(GIVEN INSTRUCTION): Omit every image, and transcribe the remaining entries exactly as given.
:::
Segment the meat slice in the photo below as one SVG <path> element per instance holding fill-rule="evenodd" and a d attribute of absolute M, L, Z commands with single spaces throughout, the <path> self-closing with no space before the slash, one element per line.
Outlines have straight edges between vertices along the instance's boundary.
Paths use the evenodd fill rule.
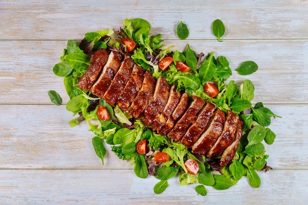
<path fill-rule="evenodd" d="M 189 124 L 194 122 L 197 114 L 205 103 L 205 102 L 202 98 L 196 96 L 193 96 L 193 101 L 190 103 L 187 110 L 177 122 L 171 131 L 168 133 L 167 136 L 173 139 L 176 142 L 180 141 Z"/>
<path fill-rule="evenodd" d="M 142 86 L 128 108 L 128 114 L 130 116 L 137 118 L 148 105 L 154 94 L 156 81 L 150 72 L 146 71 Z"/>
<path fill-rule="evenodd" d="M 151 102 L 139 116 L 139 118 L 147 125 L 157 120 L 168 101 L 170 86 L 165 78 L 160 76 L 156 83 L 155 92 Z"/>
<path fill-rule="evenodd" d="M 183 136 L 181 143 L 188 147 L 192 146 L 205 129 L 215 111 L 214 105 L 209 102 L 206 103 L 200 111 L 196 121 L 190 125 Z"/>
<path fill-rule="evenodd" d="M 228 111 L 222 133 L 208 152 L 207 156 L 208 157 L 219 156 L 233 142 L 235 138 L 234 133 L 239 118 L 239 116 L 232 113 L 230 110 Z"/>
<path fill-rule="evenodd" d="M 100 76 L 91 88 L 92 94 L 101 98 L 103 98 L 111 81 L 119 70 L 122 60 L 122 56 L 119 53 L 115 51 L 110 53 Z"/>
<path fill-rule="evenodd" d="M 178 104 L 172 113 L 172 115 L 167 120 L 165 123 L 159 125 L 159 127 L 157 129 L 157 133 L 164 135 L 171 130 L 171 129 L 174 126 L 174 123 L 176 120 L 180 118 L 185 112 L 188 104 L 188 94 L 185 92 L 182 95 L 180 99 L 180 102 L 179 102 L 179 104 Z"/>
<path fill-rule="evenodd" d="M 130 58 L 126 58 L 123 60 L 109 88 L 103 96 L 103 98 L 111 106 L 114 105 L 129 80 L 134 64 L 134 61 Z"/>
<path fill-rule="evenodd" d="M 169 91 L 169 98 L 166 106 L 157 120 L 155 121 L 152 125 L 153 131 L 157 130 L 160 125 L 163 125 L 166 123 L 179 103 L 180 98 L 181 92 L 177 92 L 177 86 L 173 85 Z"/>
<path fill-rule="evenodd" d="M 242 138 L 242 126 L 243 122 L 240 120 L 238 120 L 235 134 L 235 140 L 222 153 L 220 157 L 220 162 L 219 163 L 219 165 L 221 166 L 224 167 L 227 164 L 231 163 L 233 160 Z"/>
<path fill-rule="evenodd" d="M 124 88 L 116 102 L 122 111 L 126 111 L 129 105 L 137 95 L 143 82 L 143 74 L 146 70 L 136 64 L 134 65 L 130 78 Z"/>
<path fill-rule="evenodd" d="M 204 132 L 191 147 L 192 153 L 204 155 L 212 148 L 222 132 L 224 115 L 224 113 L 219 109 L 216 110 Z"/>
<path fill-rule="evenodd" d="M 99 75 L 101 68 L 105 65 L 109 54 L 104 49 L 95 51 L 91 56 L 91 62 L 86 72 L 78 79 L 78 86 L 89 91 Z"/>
:::
(EXERCISE RESPONSE):
Segment the meat slice in the photo below as one SVG <path> element per instance holding fill-rule="evenodd" and a d attribute of absolute M, L, Z commands with single spaces throughout, the <path> self-closing with no space before the slash, one element per line.
Outlines have straight edges between vertices along the instance's boundary.
Paths use the evenodd fill rule.
<path fill-rule="evenodd" d="M 189 124 L 194 122 L 197 114 L 205 103 L 205 102 L 202 98 L 196 96 L 193 96 L 193 101 L 190 103 L 187 110 L 177 122 L 171 131 L 168 133 L 167 136 L 173 139 L 176 142 L 180 141 Z"/>
<path fill-rule="evenodd" d="M 142 86 L 128 108 L 128 114 L 130 116 L 137 118 L 148 105 L 154 94 L 156 81 L 150 72 L 146 71 Z"/>
<path fill-rule="evenodd" d="M 151 102 L 139 116 L 139 118 L 147 125 L 157 120 L 168 101 L 170 86 L 165 78 L 160 76 L 156 83 L 155 92 Z"/>
<path fill-rule="evenodd" d="M 183 136 L 181 143 L 188 147 L 192 146 L 205 129 L 215 111 L 214 105 L 209 102 L 206 103 L 200 111 L 196 121 L 190 125 Z"/>
<path fill-rule="evenodd" d="M 228 111 L 222 133 L 208 152 L 207 156 L 208 157 L 219 156 L 233 142 L 235 138 L 234 133 L 239 118 L 239 116 L 232 113 L 230 110 Z"/>
<path fill-rule="evenodd" d="M 100 76 L 91 88 L 92 94 L 101 98 L 103 98 L 111 81 L 119 70 L 122 60 L 122 56 L 119 53 L 115 51 L 110 53 Z"/>
<path fill-rule="evenodd" d="M 178 104 L 172 113 L 172 115 L 167 120 L 165 123 L 159 125 L 159 127 L 157 129 L 157 133 L 164 135 L 171 130 L 171 129 L 174 126 L 174 123 L 176 120 L 180 118 L 185 112 L 188 104 L 188 94 L 185 92 L 182 95 L 180 99 L 180 102 L 179 102 L 179 104 Z"/>
<path fill-rule="evenodd" d="M 130 58 L 126 58 L 123 60 L 109 88 L 103 96 L 103 98 L 111 106 L 114 105 L 129 80 L 134 64 L 134 61 Z"/>
<path fill-rule="evenodd" d="M 169 91 L 169 98 L 166 106 L 157 120 L 155 121 L 152 125 L 153 131 L 157 130 L 160 125 L 163 125 L 166 123 L 179 103 L 180 98 L 181 92 L 177 92 L 177 86 L 173 85 Z"/>
<path fill-rule="evenodd" d="M 242 138 L 242 126 L 243 122 L 240 120 L 238 120 L 235 134 L 235 140 L 222 153 L 220 157 L 220 162 L 219 163 L 219 165 L 221 166 L 224 167 L 227 164 L 231 163 L 233 160 Z"/>
<path fill-rule="evenodd" d="M 124 88 L 116 102 L 122 111 L 126 111 L 129 105 L 137 95 L 143 82 L 143 74 L 146 70 L 136 64 L 134 65 L 130 78 Z"/>
<path fill-rule="evenodd" d="M 204 132 L 191 147 L 192 153 L 204 155 L 212 148 L 222 132 L 224 115 L 224 113 L 219 109 L 216 110 Z"/>
<path fill-rule="evenodd" d="M 99 75 L 101 68 L 105 65 L 109 54 L 104 49 L 95 51 L 91 56 L 91 62 L 86 72 L 78 79 L 78 86 L 89 91 Z"/>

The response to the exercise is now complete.